» MATERIAL FOR THE TASK:
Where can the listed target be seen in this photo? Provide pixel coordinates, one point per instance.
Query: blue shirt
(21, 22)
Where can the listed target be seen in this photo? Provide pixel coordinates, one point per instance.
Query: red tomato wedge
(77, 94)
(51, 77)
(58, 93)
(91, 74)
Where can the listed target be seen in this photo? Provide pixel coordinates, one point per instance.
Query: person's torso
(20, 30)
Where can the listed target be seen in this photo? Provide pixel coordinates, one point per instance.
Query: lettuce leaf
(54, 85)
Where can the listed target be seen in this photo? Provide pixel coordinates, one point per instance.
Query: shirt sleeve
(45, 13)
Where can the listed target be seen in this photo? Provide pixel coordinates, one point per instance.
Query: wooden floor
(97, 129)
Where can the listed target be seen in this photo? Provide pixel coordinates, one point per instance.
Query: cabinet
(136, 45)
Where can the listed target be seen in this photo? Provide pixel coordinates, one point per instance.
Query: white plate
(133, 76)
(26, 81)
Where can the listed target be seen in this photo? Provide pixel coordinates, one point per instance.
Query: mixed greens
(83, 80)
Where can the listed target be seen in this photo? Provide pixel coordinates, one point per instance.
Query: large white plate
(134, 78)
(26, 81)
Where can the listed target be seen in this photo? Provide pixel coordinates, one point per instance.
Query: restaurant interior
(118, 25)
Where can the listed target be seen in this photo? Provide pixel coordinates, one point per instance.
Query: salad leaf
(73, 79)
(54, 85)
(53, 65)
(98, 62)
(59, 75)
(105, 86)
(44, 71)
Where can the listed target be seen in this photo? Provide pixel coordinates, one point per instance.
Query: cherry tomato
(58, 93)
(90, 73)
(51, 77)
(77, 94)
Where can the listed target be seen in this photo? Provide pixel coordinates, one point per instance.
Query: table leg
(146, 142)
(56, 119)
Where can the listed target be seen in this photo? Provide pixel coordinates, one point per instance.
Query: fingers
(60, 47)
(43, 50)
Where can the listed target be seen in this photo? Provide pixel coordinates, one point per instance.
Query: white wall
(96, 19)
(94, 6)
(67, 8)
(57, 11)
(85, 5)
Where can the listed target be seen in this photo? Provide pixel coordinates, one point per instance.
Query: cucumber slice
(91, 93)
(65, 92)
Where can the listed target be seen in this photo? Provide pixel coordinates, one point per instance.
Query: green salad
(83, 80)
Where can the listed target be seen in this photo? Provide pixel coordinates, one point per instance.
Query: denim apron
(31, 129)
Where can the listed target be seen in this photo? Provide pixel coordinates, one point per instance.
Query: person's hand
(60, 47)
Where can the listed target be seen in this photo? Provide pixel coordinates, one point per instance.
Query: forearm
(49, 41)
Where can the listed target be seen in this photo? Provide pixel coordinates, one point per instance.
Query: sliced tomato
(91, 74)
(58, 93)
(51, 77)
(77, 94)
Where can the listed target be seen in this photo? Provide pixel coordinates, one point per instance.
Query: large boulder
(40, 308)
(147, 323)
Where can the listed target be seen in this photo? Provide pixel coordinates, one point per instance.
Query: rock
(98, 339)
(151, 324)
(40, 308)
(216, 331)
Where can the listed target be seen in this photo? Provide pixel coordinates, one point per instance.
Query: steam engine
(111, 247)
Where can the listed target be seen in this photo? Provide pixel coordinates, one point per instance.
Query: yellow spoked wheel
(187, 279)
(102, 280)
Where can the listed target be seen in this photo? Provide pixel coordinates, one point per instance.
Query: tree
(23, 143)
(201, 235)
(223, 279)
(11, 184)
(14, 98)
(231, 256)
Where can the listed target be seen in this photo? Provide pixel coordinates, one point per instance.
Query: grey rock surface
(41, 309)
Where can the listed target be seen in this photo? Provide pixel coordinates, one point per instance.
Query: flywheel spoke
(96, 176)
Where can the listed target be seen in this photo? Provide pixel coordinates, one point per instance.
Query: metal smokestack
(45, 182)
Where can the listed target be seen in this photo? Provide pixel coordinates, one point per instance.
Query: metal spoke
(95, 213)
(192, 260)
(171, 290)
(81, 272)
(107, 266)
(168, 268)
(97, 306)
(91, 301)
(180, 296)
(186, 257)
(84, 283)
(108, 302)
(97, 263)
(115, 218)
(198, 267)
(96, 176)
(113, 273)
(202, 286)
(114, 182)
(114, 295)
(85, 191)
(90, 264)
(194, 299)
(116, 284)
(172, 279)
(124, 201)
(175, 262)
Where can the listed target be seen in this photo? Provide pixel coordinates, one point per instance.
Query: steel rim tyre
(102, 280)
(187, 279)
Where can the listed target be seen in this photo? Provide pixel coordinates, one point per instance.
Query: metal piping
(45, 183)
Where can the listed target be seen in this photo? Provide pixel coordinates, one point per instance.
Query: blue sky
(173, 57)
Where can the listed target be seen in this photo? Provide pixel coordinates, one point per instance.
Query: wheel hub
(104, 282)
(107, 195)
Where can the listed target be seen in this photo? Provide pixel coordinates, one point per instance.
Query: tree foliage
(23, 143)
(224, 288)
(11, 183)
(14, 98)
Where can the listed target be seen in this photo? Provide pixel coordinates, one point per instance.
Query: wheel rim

» ASSIGNMENT: Print out the records exactly as they were entered.

» ANSWER SECTION:
Where can the listed target be seen in this photo? Provide pixel coordinates, one point per instance.
Query: blue shirt
(21, 22)
Where can the listed target be seen in this photo? Provide pixel coordinates, one point per instance.
Query: red tomato wedge
(77, 94)
(51, 77)
(58, 93)
(91, 74)
Where can the listed target be seen in this photo? Provide pixel coordinates, one point per instance.
Query: person's torso
(20, 30)
Where can the listed target be seen in this photo? Provide pixel coordinates, one point per instance.
Query: lettuce leaf
(54, 85)
Where can the listed target be seen in this photo? Provide pixel coordinates, one point per instance.
Query: shirt sleeve
(45, 13)
Where can the listed target be seen in this photo? Provide pixel coordinates, one point per instance.
Query: wooden floor
(97, 129)
Where can the listed target be seen in this photo? Provide pixel coordinates, one point per instance.
Query: cabinet
(136, 45)
Where can the listed target be seen in this photo? Provide pixel coordinates, one point per instance.
Query: white plate
(133, 76)
(26, 81)
Where can the listed target be seen in this photo? Provide pixel coordinates, one point per instance.
Query: mixed greens
(83, 80)
Where can the listed target be seen in this photo? Provide pixel coordinates, one point per instance.
Query: large white plate
(134, 78)
(26, 81)
Where can the listed target be seen in this photo? Provide pixel coordinates, one point per instance.
Query: restaurant interior
(118, 25)
Where can the listed target be seen in this photo? Provide pixel coordinates, one point per instance.
Query: salad leaf
(73, 79)
(54, 85)
(53, 65)
(98, 62)
(59, 75)
(105, 86)
(44, 71)
Where can the listed target be seen in this photo? Provide pixel coordinates, one point per instance.
Query: cherry tomato
(58, 93)
(90, 73)
(51, 77)
(77, 94)
Where can the listed target be seen in this photo? Provide pixel coordinates, one point per instance.
Query: table leg
(146, 142)
(56, 119)
Where can the listed target be seen in this photo? Provide pixel coordinates, one point per instance.
Query: fingers
(60, 47)
(43, 50)
Where can the listed target be seen in this photo? Provide pixel coordinates, one point per instance.
Query: white wall
(96, 19)
(94, 6)
(67, 8)
(57, 11)
(85, 5)
Where can the listed target be seen in this photo? Provide pixel coordinates, one point per instance.
Query: cucumber slice
(91, 93)
(65, 92)
Where can the listed target be seen in this photo? Provide pixel coordinates, one point per instance.
Query: green salad
(83, 80)
Where can the listed target be seen in this photo? Provide pixel coordinates, one point per instance.
Query: denim apron
(31, 129)
Where can the listed target be seen in this photo? Provide pixel coordinates, one point per instance.
Query: person's hand
(60, 47)
Where can the listed target be seen in this photo? Provide pixel coordinates, one point per instance.
Query: forearm
(49, 41)
Where can the listed target be seen in this photo? Provide pixel coordinates, one point per instance.
Query: sliced tomato
(91, 74)
(58, 93)
(51, 77)
(77, 94)
Where can the listed target be seen in this photo? Provide pixel coordinates, one point per instance.
Query: large boulder
(40, 308)
(147, 323)
Where can the listed target be seen in this photo? Provide pixel coordinates, one point per instance.
Query: rock
(98, 339)
(151, 324)
(40, 308)
(216, 331)
Where can the listed target be seen in this photo? Provide pixel coordinates, one point per instance.
Query: steam engine
(111, 247)
Where can the listed target be seen in this photo? Provide pixel coordinates, one point per instance.
Query: yellow spoked wheel
(187, 279)
(102, 280)
Where can the listed target be seen in this photo? Provide pixel coordinates, one point per instance.
Query: tree
(23, 143)
(201, 235)
(223, 279)
(11, 184)
(14, 98)
(231, 256)
Where can the listed target be seen in this photo? Provide pixel coordinates, one point per instance.
Query: grey rock surface
(41, 309)
Where can the listed target be seen in this photo? Provide pixel coordinates, one point per instance.
Query: flywheel spoke
(96, 176)
Where can the listed target be seen in this photo? Provide pixel coordinates, one point per instance.
Query: metal smokestack
(45, 182)
Where can the listed target be seen in this photo? Provide pixel coordinates, one point per instance.
Query: metal spoke
(95, 213)
(192, 260)
(171, 290)
(81, 272)
(107, 266)
(168, 268)
(97, 306)
(91, 301)
(180, 296)
(186, 257)
(84, 283)
(108, 302)
(97, 263)
(115, 218)
(198, 267)
(96, 176)
(113, 273)
(202, 286)
(114, 182)
(114, 295)
(85, 191)
(90, 264)
(194, 299)
(116, 284)
(172, 279)
(124, 201)
(175, 262)
Where can the listed target be seen in this photo? Provide pixel coordinates, one point per instance.
Query: steel rim tyre
(102, 280)
(187, 279)
Where can the listed target be seen in this photo? Provide pixel coordinates, one point per instance.
Query: metal piping
(45, 183)
Where can the listed target be seen in this photo? Provide pixel coordinates, one point per instance.
Query: blue sky
(173, 57)
Where can the listed target be seen in this photo? Provide pixel coordinates, one point per instance.
Query: wheel hub
(104, 282)
(107, 195)
Where can the listed target be seen in this photo? Provide pixel coordinates, one point per instance.
Query: tree foliage
(23, 143)
(224, 288)
(11, 183)
(14, 98)
Where can the listed target be seen in this photo? Provide pixel coordinates, one point per instance.
Query: wheel rim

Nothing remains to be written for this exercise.